> DOCUMENT TEXT
· · · · · · ·

[freedomtowernight_edited.jpg] 26th Parallel: The Problem: We Aren't Serious

Sunday, October 08, 2006

The Problem: We Aren't Serious

Glenn Reynolds (and Mohammed) and TM Lutas are both right: the USA has lost momentum in the war AND the USA is doing the best it can. There is no contradiction. The problem is not military but political. The Bush administration lacks sufficient domestic support to prosecute the war at the pace favored by those of us who think Syria and Iran should be next (and should have been next a long time ago). We lack the resources to do much more than we are doing.

There is plenty of blame to go around for this situation. Bush and his staff must be faulted for their chronic ineptitude at explaining his program to the American people, and for not doing much to compensate for the President's known rhetorical weakness. He means well but he could have done much more to get the message out. The Democratic leadership must be faulted for its cynicism and intellectual corruption in lying about the war, and about its own previously held positions, in order to divide Americans and enhance its own political leverage at a time of national crisis. Congressional Republicans must be faulted for spending recklessly on all kinds of frivolous junk instead of concentrating on winning the war. (Why not cut some of that pork and instead allocate the funds to increased troop levels and more armored vehicles -- so that we won't have to ignore Iran because we're already maxed out in Iraq? Those are the kinds of earmarks many of us could support.) And a plurality of American voters must be faulted for insisting on business as usual from our elected representatives instead of demanding bipartisan support to win the war. Too many of us have deluded ourselves into believing that our national problem with Islamic extremism will go away if we hunker down and stop poking the hornets' nest. It won't: the Islamists always interpret any hunkering down by us or our allies as weakness.

Time is not on our side. How many Pearl Harbors will it take for us to become serious about winning this war? The sooner we retake the initiative, the better.


(Initially posted on Chicago Boyz.)

14 Comments:

Anonymous Anonymous said...

The Democratic leadership must be faulted for its cynicism and intellectual corruption in lying about the war, and about its own previously held positions, in order to divide Americans and enhance its own political leverage at a time of national crisis.

This, Jonathan, is the most ironic statement I've read by a conservative for a long, long time.

And from the LA Times:

Sept. 11 is often compared to another day of infamy, Japan's bombing of Pearl Harbor on Dec. 7, 1941. Historians, however, see no comparison. World War II demanded personal sacrifice from every American family. The global war on terrorism has touched only a few directly, even as the threat level bounces from orange to yellow to orange to red.

.

12:17 PM, October 08, 2006  
Anonymous Anonymous said...

Sorry, I don't get it. You snark about some irony that you perceive. You quote a thinly disguised LA Times editorial as if it proves something. What's the point? That Bush is exaggerating the threat for political purposes? Yes? No? Maybe? Why don't you spell it out. Tell us your alternative plan for dealing with Islamism, Iran, North Korea.

Of course when that nuke in a shipping container goes off you'll blame Bush for not having done more.

11:25 PM, October 08, 2006  
Blogger El Guardia Rural said...

We've never been serious since the beginning. I can't recall long lines at the recruiting stations after Sept. 11. Unfortunately as Americans we are soft, entrapped in all our luxuries. We do not have the fortitude to serve in the Armed Forces. That's what is wrong with the US. Support Our Troops Become One.

· · · · · · ·

> SUPPLIED INFORMATION
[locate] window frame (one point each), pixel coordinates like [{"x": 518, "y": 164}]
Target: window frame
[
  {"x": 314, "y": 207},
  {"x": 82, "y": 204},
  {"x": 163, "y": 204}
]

· · · · · · ·

> EXERCISE TASK A
In the blog post, reproduce the passage between "(Initially posted on" and "orange to red.", inclusive, swapping "Sept. 11" for "September 11".
> EXERCISE TASK B
Summarize the blog post in three sentences.

> WRITTEN SOLUTION A
(Initially posted on Chicago Boyz.)

14 Comments:

Anonymous Anonymous said...

The Democratic leadership must be faulted for its cynicism and intellectual corruption in lying about the war, and about its own previously held positions, in order to divide Americans and enhance its own political leverage at a time of national crisis.

This, Jonathan, is the most ironic statement I've read by a conservative for a long, long time.

And from the LA Times:

September 11 is often compared to another day of infamy, Japan's bombing of Pearl Harbor on Dec. 7, 1941. Historians, however, see no comparison. World War II demanded personal sacrifice from every American family. The global war on terrorism has touched only a few directly, even as the threat level bounces from orange to yellow to orange to red.

> WRITTEN SOLUTION B
The post argues that the USA has lost momentum in the war even while doing the best it can, because the problem is political rather than military: the Bush administration lacks the domestic support to prosecute the war faster. It faults Bush and his staff for poor explanation, the Democratic leadership for lying about the war, congressional Republicans for reckless spending, and many voters for demanding business as usual, and it warns that time is not on America's side. In the comments, one reader calls the criticism of Democrats ironic and quotes the LA Times, another demands an alternative plan for dealing with Islamism, and a third says Americans have never been serious about the war.